▶ Problem description:
Will you quote only the lines starting at the one that contains "Query: weed" and ending with the last line of the listing below, inclusive?

___

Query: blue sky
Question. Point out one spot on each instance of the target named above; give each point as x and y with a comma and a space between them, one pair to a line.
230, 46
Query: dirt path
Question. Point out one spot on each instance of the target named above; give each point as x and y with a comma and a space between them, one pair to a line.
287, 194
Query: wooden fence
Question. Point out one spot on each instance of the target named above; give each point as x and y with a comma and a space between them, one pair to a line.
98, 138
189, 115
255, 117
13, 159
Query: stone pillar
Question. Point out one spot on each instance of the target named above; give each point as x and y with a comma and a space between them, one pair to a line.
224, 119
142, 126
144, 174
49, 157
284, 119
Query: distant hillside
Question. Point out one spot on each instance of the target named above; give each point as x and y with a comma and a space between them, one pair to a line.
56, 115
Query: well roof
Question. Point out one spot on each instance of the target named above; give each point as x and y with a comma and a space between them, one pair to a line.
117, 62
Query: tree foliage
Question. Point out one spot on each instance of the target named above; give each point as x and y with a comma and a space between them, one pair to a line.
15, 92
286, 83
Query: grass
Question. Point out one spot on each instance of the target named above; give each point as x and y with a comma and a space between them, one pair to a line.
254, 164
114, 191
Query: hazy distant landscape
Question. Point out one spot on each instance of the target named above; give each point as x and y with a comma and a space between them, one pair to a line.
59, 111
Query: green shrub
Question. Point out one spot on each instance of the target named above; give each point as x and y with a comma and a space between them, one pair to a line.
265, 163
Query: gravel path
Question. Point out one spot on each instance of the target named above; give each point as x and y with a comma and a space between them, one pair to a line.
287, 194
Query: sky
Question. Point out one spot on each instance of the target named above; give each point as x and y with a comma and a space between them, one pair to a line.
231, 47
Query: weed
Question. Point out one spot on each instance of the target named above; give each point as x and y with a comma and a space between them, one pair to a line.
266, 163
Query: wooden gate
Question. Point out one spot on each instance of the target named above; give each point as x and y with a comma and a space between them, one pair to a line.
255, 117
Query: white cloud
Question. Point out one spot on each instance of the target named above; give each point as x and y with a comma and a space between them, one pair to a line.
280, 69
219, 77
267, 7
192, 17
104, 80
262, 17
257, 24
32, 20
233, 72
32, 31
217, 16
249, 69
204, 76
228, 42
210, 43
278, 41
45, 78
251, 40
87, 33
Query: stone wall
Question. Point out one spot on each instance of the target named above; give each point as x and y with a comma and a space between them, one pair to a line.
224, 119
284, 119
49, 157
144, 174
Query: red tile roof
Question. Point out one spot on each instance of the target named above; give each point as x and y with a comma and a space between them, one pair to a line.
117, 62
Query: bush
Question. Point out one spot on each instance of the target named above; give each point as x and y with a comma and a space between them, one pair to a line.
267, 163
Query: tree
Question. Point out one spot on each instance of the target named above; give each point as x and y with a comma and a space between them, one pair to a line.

___

▶ Response to this exercise:
Query: weed
Question. Point out one spot on each instance of the target named above; give each point as x and y with a comma and a space between them, one pair to a line.
266, 163
Query: wooden gate
Question. Point out one spot on each instance of the target named above; give each point as x and y with a comma and a space between them, one pair to a line.
255, 117
Query: white cloud
Question. Point out one spot on each instance of the target named above; give each point as x and y with a comma and a space between them, one pair to a line.
280, 69
219, 77
267, 7
192, 17
104, 80
262, 17
257, 24
32, 20
233, 72
32, 31
217, 16
249, 69
204, 76
228, 42
210, 43
278, 41
45, 78
251, 40
87, 33
Query: stone wall
Question. Point out one spot on each instance of the target named above; give each point as x and y with a comma and a space between them, one pair to a line.
224, 119
284, 119
49, 157
144, 174
Query: red tile roof
Question. Point out one spot on each instance of the target named above; give each point as x and y with a comma and a space between them, one pair to a line.
117, 62
Query: bush
Question. Point out one spot on each instance of the target named above; give each point as x and y with a comma and a space between them, one pair to a line.
267, 163
Query: tree
Question. Point out one spot on each instance of the target named above; give each point as x and y with a comma and a space between them, one pair to a line.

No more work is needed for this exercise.